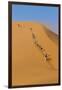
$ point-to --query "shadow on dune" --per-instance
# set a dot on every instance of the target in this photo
(53, 36)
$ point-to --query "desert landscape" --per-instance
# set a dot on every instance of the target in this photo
(34, 54)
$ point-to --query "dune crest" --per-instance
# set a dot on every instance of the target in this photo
(32, 43)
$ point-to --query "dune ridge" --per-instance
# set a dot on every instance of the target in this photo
(28, 64)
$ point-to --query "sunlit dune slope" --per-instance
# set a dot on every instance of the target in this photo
(29, 65)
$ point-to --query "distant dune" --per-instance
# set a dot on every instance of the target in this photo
(32, 43)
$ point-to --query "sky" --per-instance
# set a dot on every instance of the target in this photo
(44, 14)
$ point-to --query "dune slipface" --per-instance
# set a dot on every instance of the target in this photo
(31, 44)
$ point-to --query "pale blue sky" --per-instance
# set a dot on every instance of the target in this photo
(44, 14)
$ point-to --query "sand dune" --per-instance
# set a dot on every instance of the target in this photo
(29, 65)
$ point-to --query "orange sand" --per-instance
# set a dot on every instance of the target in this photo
(28, 64)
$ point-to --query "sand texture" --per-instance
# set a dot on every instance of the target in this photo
(34, 54)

EXERCISE PROMPT: Reproduce the full listing verbatim so that only the pictures are missing.

TASK ANSWER:
$ point-to --query "shadow on dune" --per-instance
# set a dot on every instance of the target in this photo
(53, 36)
$ point-to --query "desert landscape" --per-instance
# set a dot on every instance of the target in this photo
(34, 54)
$ point-to --query "dune crest" --per-instance
# set a dot on every instance of the target in this photo
(32, 43)
$ point-to --query "dune ridge" --per-instance
# set a dot on every instance of the target in this photo
(28, 64)
$ point-to --query "sunlit dune slope" --per-instance
# set a dot on every instance of the target in this photo
(29, 65)
$ point-to --query "distant dune" --per-instance
# set a dot on every instance of the target in this photo
(32, 43)
$ point-to --query "sky" --per-instance
# set a dot on every instance of the target in this photo
(44, 14)
$ point-to --query "dune slipface" --per-instance
# set a dot on every instance of the target in this photo
(31, 44)
$ point-to --query "pale blue sky" --per-instance
# set a dot on every instance of the target in this photo
(44, 14)
$ point-to --query "sand dune" --per-instance
# set a dot on every instance of the target in this photo
(29, 65)
$ point-to --query "orange sand" --per-instance
# set a dot on every instance of the target in this photo
(28, 64)
$ point-to --query "sand texture" --per-instance
# set a dot on every instance of the target in this photo
(34, 54)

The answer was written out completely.